Information: Begin

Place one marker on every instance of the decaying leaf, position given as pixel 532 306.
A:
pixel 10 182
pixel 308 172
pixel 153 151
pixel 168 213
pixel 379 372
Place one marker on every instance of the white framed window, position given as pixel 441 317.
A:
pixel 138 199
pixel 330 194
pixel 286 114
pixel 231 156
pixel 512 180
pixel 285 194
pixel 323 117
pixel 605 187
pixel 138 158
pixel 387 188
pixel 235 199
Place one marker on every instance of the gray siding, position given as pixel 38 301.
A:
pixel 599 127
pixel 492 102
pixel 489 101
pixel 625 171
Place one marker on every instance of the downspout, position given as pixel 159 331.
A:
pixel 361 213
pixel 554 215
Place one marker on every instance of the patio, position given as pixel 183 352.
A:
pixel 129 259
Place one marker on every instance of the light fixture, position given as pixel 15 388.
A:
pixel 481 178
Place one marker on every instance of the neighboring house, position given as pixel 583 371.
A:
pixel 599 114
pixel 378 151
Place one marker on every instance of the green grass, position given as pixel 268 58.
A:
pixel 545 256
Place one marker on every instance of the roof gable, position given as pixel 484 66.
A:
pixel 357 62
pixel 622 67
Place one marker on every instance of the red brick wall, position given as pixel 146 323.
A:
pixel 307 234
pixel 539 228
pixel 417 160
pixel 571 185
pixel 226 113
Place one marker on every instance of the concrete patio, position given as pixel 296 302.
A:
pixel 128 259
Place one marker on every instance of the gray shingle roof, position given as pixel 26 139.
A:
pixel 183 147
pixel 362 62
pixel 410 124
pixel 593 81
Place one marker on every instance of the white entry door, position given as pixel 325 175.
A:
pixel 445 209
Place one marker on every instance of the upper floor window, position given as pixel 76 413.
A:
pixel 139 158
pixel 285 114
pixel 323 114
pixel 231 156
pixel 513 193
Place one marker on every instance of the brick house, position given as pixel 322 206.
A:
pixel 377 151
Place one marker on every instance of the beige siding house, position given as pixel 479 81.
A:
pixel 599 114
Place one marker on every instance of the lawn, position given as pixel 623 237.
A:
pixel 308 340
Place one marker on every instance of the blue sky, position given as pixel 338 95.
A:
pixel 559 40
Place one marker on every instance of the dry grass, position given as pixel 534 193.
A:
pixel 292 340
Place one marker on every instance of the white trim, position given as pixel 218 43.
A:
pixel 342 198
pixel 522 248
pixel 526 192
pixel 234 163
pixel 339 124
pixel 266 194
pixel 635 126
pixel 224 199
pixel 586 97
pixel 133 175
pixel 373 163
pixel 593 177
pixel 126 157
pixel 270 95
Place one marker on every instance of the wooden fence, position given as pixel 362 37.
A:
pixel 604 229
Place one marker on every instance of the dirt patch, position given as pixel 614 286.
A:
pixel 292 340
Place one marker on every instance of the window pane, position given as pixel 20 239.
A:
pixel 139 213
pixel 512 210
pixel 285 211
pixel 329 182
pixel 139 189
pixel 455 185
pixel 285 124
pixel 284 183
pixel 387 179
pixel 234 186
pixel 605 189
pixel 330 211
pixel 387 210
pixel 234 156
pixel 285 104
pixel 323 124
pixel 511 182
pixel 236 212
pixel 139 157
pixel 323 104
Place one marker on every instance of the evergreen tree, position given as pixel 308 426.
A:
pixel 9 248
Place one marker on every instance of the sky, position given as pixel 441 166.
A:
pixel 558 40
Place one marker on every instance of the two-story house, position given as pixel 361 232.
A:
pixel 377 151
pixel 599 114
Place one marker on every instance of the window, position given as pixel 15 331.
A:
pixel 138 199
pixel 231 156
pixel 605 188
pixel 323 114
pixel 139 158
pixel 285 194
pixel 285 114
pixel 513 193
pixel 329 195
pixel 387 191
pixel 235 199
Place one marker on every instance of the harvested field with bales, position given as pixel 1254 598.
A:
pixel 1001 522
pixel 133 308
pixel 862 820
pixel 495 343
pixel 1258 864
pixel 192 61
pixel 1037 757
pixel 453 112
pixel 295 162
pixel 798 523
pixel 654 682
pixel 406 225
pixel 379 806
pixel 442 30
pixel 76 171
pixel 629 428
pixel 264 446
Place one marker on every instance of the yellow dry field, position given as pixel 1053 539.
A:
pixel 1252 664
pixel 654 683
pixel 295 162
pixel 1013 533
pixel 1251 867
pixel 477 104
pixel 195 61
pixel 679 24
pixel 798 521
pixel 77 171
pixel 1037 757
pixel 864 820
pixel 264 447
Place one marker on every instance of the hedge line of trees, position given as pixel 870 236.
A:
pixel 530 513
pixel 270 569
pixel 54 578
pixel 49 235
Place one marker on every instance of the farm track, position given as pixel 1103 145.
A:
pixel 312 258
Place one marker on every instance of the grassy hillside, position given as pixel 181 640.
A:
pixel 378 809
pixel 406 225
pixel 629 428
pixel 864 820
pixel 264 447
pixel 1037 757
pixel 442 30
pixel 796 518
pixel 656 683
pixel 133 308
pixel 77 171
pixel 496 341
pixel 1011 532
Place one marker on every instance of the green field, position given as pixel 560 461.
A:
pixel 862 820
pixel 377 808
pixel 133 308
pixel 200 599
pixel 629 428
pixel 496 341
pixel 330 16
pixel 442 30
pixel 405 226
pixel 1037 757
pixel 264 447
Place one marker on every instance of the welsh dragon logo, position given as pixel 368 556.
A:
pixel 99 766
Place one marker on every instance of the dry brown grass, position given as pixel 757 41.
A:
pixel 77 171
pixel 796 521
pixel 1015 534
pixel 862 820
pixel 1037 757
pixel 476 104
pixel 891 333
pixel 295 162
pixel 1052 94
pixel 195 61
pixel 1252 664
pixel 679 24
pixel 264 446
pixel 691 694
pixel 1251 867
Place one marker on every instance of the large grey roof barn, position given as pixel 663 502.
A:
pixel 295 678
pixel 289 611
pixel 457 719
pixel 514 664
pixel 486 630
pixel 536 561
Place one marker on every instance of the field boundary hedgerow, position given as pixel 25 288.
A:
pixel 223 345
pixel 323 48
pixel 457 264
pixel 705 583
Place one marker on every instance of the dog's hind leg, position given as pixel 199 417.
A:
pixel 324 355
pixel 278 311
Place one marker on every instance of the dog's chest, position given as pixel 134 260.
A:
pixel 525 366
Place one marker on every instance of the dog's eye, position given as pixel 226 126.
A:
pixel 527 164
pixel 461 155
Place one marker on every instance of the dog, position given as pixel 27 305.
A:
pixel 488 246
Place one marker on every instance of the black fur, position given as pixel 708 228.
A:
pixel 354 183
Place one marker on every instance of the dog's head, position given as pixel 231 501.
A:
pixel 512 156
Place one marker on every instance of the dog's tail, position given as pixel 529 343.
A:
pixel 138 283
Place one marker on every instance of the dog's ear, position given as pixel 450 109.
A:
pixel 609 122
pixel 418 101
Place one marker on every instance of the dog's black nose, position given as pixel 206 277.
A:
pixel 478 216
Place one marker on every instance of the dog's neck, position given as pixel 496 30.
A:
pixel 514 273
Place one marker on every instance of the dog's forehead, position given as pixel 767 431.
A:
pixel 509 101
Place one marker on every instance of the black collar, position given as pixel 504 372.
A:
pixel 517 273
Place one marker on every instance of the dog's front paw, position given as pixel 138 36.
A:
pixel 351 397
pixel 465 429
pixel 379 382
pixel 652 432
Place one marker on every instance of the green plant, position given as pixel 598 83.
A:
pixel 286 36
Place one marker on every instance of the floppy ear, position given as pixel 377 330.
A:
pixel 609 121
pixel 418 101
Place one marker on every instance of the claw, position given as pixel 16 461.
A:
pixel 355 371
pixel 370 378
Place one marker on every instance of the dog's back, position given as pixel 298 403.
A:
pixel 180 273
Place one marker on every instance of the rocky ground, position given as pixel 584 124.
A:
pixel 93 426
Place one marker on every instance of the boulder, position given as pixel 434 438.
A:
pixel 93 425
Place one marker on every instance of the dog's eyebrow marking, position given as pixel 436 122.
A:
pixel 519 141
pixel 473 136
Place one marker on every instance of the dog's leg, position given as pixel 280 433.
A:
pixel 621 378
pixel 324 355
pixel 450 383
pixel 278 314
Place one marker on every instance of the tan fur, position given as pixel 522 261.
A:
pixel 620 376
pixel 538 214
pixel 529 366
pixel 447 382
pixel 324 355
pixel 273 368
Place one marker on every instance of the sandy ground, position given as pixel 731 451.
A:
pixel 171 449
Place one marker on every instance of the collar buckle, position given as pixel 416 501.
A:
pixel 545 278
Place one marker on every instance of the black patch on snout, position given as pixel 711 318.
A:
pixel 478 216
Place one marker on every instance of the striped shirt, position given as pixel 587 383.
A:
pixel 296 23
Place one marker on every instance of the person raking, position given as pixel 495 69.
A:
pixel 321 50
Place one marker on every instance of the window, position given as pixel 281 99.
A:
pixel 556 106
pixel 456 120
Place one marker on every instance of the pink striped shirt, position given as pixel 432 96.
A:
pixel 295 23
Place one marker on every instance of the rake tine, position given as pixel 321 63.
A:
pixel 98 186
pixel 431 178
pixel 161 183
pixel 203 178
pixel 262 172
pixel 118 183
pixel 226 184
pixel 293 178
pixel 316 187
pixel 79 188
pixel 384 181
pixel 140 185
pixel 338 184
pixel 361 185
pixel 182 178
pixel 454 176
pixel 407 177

Information: End

Work task: All lines from the opening of the records through the line where "Place one marker on every instance of the white framed" occurs are to be output verbatim. No other line belongs in the answer.

Reply to the task:
Place one marker on every instance of the decaying leaf, position given as pixel 532 306.
A:
pixel 10 182
pixel 308 172
pixel 153 151
pixel 168 213
pixel 379 372
Place one marker on every instance of the white framed window, position given as pixel 441 317.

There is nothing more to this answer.